▶ [PASSAGE]

======

Turning now to FIG. 18, the process 1800 for mixing sounds (or multiple audio inputs) using an audio queue pipeline is illustrated. The audio queue contains a list of all audio currently scheduled to be played to the speakers on the computing device currently being used by a user of the system. First, initialization of the sound mixer (step 1805) takes place to create base objects, set up variables, and perform memory initialization of the sound mixer. Once the sound mixer has initialized, the main loop of the sound mixer starts. Typically, the main loop of the sound mixer is initiated based off of a scheduled call by the sound pipeline of the device being used by a user of the system. iOS is an example in which a call to the main loop of the sound mixer is made at specific intervals, as the sound system of iOS is in need of buffers to be filled. With other technologies in which there is only a single programming thread to perform all tasks on the device, such as Flash®, a call to the sound mixer may occur from the master thread, which calls other unrelated methods in a loop as well, to do processing. It is important to note that the primary loop pauses, in preferred embodiments, to give the central processor (CPU) of the device time to do other tasks and/or to increase battery life on devices that are not provided with electrical power from a plugged-in continuous source. In multi-threaded environments, many portions of the sound mixer may have to be aware of thread synchronization issues. An example where synchronization must be maintained is the audio queue pipeline itself, since one or more threads could be adding items into the audio queue pipeline. At the same time, the sound mixer is removing from the queue. Of course, synchronization is not necessary for single threaded environments.

The first step of the sound mixer loop is to determine whether the sound mixer is shutting down (as determined at step 1810). If not, then the system determines (at step 1815) whether it is time for a new buffer of audio to be sent to the audio output of the user's device. In some embodiments, like iOS, where the sound mixer is called by a call-back method, this check (at step 1815) is not necessary and is skipped, since the call-back is only called when it is time to send audio to the output device, and in that case, the system inherently recognizes that it is time for a new buffer of audio to be sent to the audio output of the user's device. If it is not time for a new buffer of audio to be sent to the audio output of the user's device (as determined at step 1815) or if the sound mixer is shutting down (as determined at step 1810), then the sound mixer performs any operations necessary to shut down the sound mixer, such as deallocation, memory resets, and general clean up (step 1875).

Initialization of the buffer, objects, variables, and memory occur for the current output sample (at step 1820). Additionally, an iterator is set to the beginning of the audio queue, such that the entire audio queue may be looped through on subsequent steps. At this point, deviation for specific implementations of this technology and algorithm does not occur until the buffer has been sent to the actual output device driver (at step 1870, described hereinafter).

======

▶ [EXCERPTED DATA]
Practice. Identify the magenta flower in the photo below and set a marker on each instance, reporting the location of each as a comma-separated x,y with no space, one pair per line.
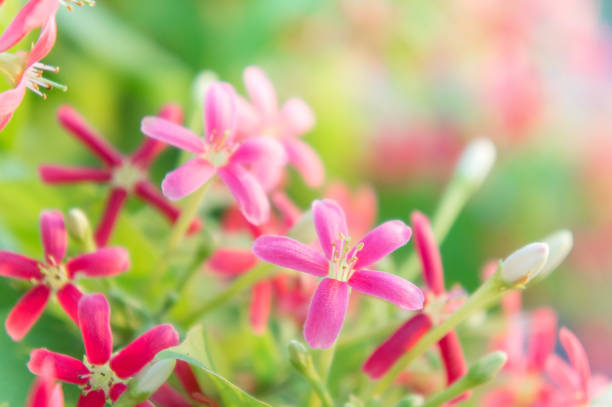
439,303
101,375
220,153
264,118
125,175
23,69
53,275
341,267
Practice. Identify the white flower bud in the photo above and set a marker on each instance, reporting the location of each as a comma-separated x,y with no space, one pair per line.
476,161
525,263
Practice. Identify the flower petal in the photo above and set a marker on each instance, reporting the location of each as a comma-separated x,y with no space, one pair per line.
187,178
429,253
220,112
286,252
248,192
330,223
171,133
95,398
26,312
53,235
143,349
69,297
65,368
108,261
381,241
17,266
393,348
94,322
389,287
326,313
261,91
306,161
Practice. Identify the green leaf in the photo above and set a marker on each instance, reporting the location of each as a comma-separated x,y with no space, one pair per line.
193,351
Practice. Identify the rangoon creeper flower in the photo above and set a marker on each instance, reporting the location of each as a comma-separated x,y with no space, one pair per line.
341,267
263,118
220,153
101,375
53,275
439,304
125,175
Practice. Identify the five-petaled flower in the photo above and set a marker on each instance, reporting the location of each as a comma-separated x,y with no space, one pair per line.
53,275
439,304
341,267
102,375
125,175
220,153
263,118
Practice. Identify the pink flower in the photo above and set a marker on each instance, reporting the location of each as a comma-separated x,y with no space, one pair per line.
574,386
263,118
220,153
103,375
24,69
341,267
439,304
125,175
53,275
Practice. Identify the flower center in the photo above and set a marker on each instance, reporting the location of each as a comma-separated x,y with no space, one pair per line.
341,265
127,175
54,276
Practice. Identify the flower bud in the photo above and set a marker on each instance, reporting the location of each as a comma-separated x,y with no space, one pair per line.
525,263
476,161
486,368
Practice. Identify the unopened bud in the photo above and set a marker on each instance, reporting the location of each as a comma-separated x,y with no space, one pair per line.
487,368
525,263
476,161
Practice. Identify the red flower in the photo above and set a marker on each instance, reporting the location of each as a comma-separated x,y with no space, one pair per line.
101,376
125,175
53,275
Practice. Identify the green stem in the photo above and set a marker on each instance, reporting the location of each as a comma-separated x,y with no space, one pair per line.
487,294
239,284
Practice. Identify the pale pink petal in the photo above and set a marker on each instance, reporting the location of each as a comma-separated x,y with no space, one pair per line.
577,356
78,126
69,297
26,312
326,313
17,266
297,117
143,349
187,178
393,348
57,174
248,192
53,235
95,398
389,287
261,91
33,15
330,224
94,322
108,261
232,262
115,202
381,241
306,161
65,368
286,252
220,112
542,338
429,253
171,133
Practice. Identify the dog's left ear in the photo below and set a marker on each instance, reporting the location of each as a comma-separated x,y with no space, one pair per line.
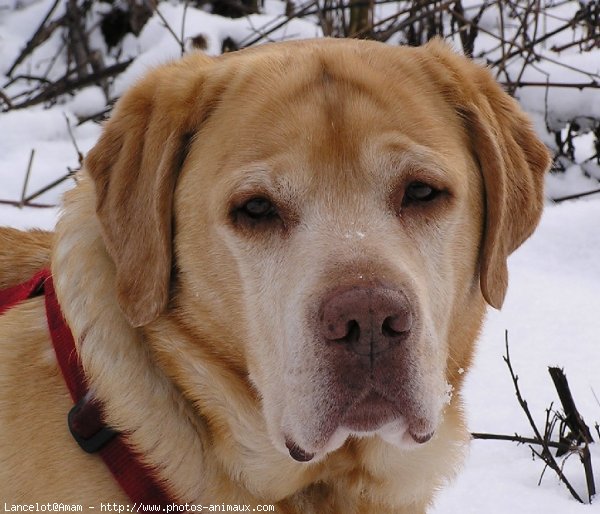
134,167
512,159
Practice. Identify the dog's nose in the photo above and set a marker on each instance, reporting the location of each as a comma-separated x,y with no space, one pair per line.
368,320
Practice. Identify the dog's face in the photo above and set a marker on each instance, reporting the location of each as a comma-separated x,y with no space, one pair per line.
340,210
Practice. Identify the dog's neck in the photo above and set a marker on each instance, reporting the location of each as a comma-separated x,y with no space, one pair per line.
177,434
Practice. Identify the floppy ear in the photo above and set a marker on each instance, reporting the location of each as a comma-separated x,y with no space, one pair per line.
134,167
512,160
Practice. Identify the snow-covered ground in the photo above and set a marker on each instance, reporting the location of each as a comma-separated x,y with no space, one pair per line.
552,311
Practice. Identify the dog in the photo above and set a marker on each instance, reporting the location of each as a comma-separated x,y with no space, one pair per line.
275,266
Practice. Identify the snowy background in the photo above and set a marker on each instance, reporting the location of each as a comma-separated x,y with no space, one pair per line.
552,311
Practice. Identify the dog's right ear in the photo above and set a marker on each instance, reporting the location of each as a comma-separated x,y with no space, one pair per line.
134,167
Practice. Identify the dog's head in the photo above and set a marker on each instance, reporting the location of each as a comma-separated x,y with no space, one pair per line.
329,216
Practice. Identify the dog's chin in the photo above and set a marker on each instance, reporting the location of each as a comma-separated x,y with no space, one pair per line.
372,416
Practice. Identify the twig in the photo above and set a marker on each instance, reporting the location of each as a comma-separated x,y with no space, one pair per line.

======

▶ [PARTS OF THE EXERCISE]
**1.** According to the sound mixer passage, what does the audio queue contain?
**2.** Using the sound mixer passage, explain why the primary loop of the sound mixer pauses in preferred embodiments.
**3.** Write out the part of the sound mixer passage that begins at the words "Initialization of the buffer, objects, variables, and" and stops after the words "1870, described hereinafter).".
The records are separate material and have no connection to the sound mixer passage.

▶ [PROBLEM SOLUTIONS]
**1.** It contains a list of all audio currently scheduled to be played to the speakers on the computing device currently being used by a user of the system.

**2.** The loop pauses to give the device's central processor (CPU) time to do other tasks. It can also increase battery life on devices that are not powered from a plugged-in continuous source.

**3.**
Initialization of the buffer, objects, variables, and memory occur for the current output sample (at step 1820). Additionally, an iterator is set to the beginning of the audio queue, such that the entire audio queue may be looped through on subsequent steps. At this point, deviation for specific implementations of this technology and algorithm does not occur until the buffer has been sent to the actual output device driver (at step 1870, described hereinafter).